### Texte choisi
En présence d’un virus
Lors d’une infection virale, ce n’est pas le pathogène qui détermine de la gravité clinique ou du risque de mortalité associés aux maladies (ex. : grippe, Covid-19), mais bien l’exubérance de la réponse immunitaire de l’organisme. Le SRAS-CoV-2 produit un fort dysfonctionnement du système immunitaire qui crée une réponse inflammatoire intense et la mise en place d’une affection potentiellement mortelle; SLC (syndrome de libération de cytokines inflammatoires). La dérégulation des réponses protectrices du système immunitaire ainsi que l’induction d’activités inefficaces dans différents types de cellules immunitaires peuvent mener au syndrome de détresse respiratoire aiguë (SDRA), principalement chez les personnes âgées.
Un taux optimal de vitamine D permet une nette amélioration des mécanismes de défense, l’atténuation de la gravité de l’infection, la réduction de la convalescence et de favoriser la qualité de vie. Ces bénéfices poussent alors plusieurs chercheurs à considérer l’utilisation de la vitamine D comme un adjuvant stratégique aux autres thérapeutiques utilisées actuellement. Au cours de la première vague de COVID-19, une corrélation inverse entre les concentrations sanguines de vitamine D et la sévérité de la maladie est d’ailleurs ressortie comme significative dans plus de 20 pays.
Des données épidémiologiques montrent que, par rapport aux plus jeunes ou les gens en meilleure santé, les personnes âgées ou chroniquement malades ont un risque plus élevé de décès après avoir été infectées par le SRAS-CoV-2. En fait, ces personnes présentent un affaiblissement chronique de la réponse immunitaire induit par des dysfonctionnements qualitatifs / quantitatifs des différents intervenants issus à la fois de l’immunité innée et de l’immunité adaptative. Ceci se traduit par un déséquilibre en faveur des cytokines pro-inflammatoires (IL-1α, IL-2, IL-6, IL-8, IL-12, IFN-γ) par rapport aux anti-inflammatoires (IL-1 Ra, IL-4, IL-10, TGF-β), ce qui fragilise constamment leur condition immunitaire. Ce phénomène est amplifié au contact du SRAS-CoV2 et peut mener à une tempête cytokinique. Cette dernière prend place à la fois dans le sang et dans les poumons des personnes infectées. La tempête cytokinique est la forme la plus sévère du syndrome de libération de cytokines mentionné plus haut. Plus la tempête est forte, plus la maladie est alarmante et les lésions pulmonaires préoccupantes.

### Extraits de données
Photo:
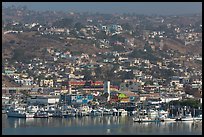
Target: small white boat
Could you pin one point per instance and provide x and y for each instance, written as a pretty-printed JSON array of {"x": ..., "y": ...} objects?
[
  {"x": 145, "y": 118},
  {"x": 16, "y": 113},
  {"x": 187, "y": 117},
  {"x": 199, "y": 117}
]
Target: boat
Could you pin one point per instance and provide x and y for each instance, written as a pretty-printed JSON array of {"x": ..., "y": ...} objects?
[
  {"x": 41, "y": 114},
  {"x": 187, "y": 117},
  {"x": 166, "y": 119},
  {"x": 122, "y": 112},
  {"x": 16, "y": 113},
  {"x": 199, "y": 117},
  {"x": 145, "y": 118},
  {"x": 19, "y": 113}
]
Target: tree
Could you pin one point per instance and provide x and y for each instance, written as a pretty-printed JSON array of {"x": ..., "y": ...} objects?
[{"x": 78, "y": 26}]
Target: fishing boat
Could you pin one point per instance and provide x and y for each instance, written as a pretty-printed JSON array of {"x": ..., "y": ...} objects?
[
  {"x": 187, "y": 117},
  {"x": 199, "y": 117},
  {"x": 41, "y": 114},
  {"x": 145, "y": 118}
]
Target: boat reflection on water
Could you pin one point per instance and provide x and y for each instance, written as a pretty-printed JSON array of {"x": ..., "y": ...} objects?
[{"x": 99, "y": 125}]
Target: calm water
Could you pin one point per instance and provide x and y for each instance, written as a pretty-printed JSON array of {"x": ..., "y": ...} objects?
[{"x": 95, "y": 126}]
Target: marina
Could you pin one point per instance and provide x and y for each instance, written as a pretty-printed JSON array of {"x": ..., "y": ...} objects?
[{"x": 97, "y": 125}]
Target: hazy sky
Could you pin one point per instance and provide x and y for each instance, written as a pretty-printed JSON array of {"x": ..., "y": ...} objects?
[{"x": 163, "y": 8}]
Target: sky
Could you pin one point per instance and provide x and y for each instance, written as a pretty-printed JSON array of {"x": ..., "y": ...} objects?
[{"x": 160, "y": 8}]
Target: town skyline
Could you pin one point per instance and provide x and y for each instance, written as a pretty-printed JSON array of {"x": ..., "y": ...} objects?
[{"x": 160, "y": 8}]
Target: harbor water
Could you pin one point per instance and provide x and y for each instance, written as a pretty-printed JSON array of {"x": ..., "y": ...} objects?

==

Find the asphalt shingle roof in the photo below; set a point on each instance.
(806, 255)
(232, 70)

### Mise en application
**a)** Répondez à ces questions sur le texte sur la vitamine D et la réponse immunitaire au SRAS-CoV-2 :
(i) Lors d'une infection virale, qu'est-ce qui détermine la gravité clinique ou le risque de mortalité ?
(ii) Dans combien de pays une corrélation inverse entre les concentrations sanguines de vitamine D et la sévérité de la maladie est-elle ressortie comme significative au cours de la première vague de COVID-19 ?
(iii) À quels endroits la tempête cytokinique prend-elle place ?
**b)** Poursuivez le texte sur la vitamine D et la réponse immunitaire au SRAS-CoV-2 à partir de sa dernière phrase.

### Liste des réponses
**a)**
(i) C'est l'exubérance de la réponse immunitaire de l'organisme, et non le pathogène.
(ii) Elle est ressortie comme significative dans plus de 20 pays.
(iii) Elle prend place dans le sang et dans les poumons des personnes infectées.

**b)**
Par conséquent, la régulation de la réponse inflammatoire exagérée observée au cours de l’infection par le SRAS-CoV-2 représente un élément clé dans la stratégie pour contrer le virus et prévenir ses effets potentiellement mortels. Or, une carence en vitamine D est associée à des niveaux plus élevés de cytokines pro-inflammatoires, suggérant qu’un statut adéquat de cette vitamine pourrait contribuer à limiter leur synthèse et donc atténuer le sérieux de l’infection virale. La vitamine D exerce également une action réparatrice des tissus alvéolaires pulmonaires (avec la contribution de la vitamine A). Puisqu’environ 20 % des personnes atteintes de la COVID-19 développent une pneumonie interstitielle accompagnée de lésions sévères, l’ajout de la vitamine D à l’arsenal thérapeutique classique semble, jusqu’à ce jour, favorable.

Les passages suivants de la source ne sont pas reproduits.